## LIST OF TASKS
1. Answer these questions using the post on motherhood.
(a) On what site did the author read the post that made her feel vindicated?
(b) What does the dominating sentiment in the readers' comments appear to be?
(c) What does the author identify as contributing to her constant stress?
2. Using the post on motherhood, explain in one to three sentences why the author experiences constant stress.

## TEXT EXCERPT
◆ ◆ ◆ ◆ ◆ ◆ ◆
I just finished reading this post on Shine and felt immediately vindicated as I read the author’s declaration that her “love for motherhood has deepened over the past few months” as a SAHM, as compared to her time as a WOHM. “See!” I exclaimed to myself, “I knew it.”
And then I read the comments that other readers had left. While the dominating sentiment seems to be that SAHMs are overall happier and more guilt-free, it’s clear that there are pros and cons to each situation. And I suppose deep down inside I know and understand that. I do still believe, however, that choosing to be a SAHM or WAHM makes a huge difference in a mother’s happiness; not having a choice in the matter and feeling trapped is what is contributing to my constant stress.
◆ ◆ ◆ ◆ ◆ ◆ ◆
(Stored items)
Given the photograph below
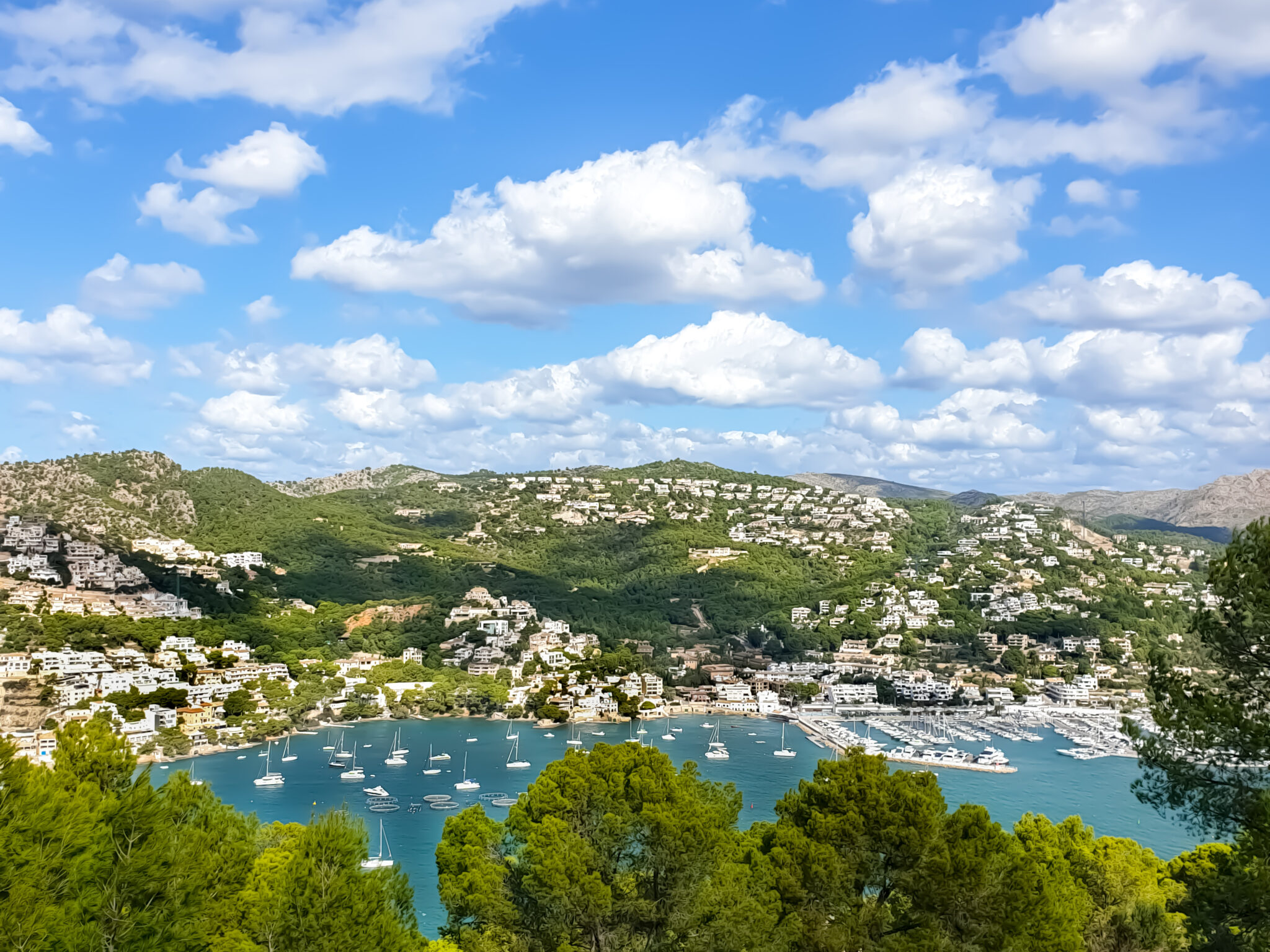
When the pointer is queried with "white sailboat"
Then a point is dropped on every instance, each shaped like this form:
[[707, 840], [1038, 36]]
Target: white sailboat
[[466, 783], [269, 778], [784, 751], [379, 861], [394, 758], [339, 752], [353, 772], [717, 751], [431, 770], [513, 757]]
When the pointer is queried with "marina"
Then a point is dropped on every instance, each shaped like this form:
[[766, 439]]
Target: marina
[[417, 803]]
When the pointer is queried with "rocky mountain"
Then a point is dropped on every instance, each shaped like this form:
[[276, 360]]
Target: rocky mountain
[[370, 478], [869, 485], [1230, 501], [128, 494]]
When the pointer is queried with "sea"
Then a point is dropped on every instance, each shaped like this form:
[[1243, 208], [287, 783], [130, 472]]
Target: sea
[[1047, 783]]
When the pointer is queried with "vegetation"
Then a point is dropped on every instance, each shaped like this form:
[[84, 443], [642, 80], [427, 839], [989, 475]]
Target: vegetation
[[619, 851], [95, 858], [1208, 759]]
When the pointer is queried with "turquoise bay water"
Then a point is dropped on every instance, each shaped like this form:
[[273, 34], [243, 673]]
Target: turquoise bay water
[[1046, 782]]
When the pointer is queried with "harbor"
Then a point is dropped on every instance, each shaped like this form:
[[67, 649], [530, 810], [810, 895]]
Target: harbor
[[420, 794]]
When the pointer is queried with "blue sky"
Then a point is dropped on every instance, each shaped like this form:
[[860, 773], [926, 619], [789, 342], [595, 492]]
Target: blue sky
[[972, 245]]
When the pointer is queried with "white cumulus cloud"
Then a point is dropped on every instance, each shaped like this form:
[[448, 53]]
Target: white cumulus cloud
[[127, 289], [18, 134], [243, 412], [648, 226], [314, 58], [939, 226], [66, 343], [1140, 295], [266, 164]]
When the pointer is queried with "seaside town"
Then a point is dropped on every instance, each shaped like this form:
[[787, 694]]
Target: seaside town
[[893, 653]]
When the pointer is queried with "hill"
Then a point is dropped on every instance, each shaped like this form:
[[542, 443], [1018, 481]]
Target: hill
[[370, 478], [1227, 501], [869, 487]]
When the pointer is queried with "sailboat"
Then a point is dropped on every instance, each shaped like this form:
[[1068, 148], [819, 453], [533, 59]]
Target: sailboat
[[353, 772], [394, 758], [466, 783], [717, 751], [513, 757], [784, 751], [380, 861], [269, 778], [431, 758]]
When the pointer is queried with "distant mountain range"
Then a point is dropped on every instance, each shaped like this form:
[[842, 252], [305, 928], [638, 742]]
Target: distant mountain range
[[140, 493], [370, 478], [1210, 511]]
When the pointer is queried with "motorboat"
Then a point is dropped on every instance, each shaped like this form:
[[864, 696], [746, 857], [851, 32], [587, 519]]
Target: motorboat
[[991, 757], [379, 861], [466, 783], [784, 751]]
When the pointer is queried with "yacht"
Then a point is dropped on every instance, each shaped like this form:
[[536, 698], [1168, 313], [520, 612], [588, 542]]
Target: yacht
[[380, 861], [513, 757], [466, 783], [991, 757], [394, 758], [398, 751], [717, 751], [353, 772], [784, 751], [269, 778]]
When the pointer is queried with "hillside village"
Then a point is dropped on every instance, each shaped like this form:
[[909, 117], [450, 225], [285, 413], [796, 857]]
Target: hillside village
[[987, 611]]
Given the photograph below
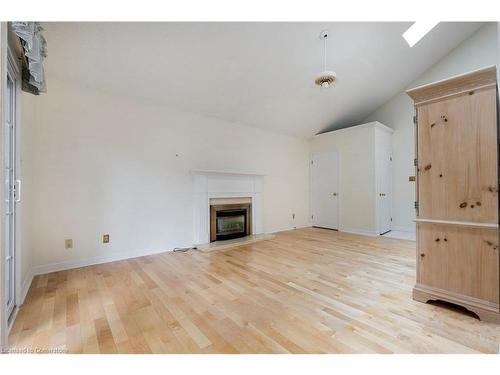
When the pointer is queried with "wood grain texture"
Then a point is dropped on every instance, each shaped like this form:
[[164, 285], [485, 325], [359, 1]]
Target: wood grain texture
[[457, 159], [448, 88], [461, 260], [305, 291]]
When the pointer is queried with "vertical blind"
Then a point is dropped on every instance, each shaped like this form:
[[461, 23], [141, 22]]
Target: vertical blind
[[35, 51]]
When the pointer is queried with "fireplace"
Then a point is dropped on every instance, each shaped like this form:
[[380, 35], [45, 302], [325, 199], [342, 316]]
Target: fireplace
[[230, 220]]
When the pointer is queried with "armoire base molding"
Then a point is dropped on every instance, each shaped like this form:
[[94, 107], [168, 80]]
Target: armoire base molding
[[486, 311]]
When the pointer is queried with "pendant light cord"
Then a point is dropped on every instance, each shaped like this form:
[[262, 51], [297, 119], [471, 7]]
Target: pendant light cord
[[324, 52]]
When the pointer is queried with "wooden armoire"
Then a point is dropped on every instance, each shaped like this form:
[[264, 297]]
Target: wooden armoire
[[457, 143]]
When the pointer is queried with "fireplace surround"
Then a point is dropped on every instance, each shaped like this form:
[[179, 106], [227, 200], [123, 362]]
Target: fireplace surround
[[228, 221], [211, 187]]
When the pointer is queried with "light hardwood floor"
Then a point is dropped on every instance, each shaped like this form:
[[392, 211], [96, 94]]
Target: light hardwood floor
[[305, 291]]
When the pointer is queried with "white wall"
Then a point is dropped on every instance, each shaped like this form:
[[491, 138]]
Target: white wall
[[25, 128], [356, 149], [108, 164], [480, 50]]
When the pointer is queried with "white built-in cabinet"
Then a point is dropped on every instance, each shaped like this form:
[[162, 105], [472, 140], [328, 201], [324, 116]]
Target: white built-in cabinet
[[351, 179]]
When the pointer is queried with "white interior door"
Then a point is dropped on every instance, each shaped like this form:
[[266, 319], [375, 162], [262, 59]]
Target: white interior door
[[384, 193], [325, 189]]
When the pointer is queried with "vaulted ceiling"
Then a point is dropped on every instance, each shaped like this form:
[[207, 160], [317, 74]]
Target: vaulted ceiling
[[257, 74]]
◆ ◆ ◆ ◆ ◆ ◆ ◆
## SOLVED TASKS
1.
(a) Shine.
(b) That SAHMs are overall happier and more guilt-free.
(c) Not having a choice in the matter and feeling trapped.

2. The author states that not having a choice in the matter and feeling trapped is what contributes to her constant stress. This is consistent with her belief that choosing to be a SAHM or WAHM makes a huge difference in a mother's happiness.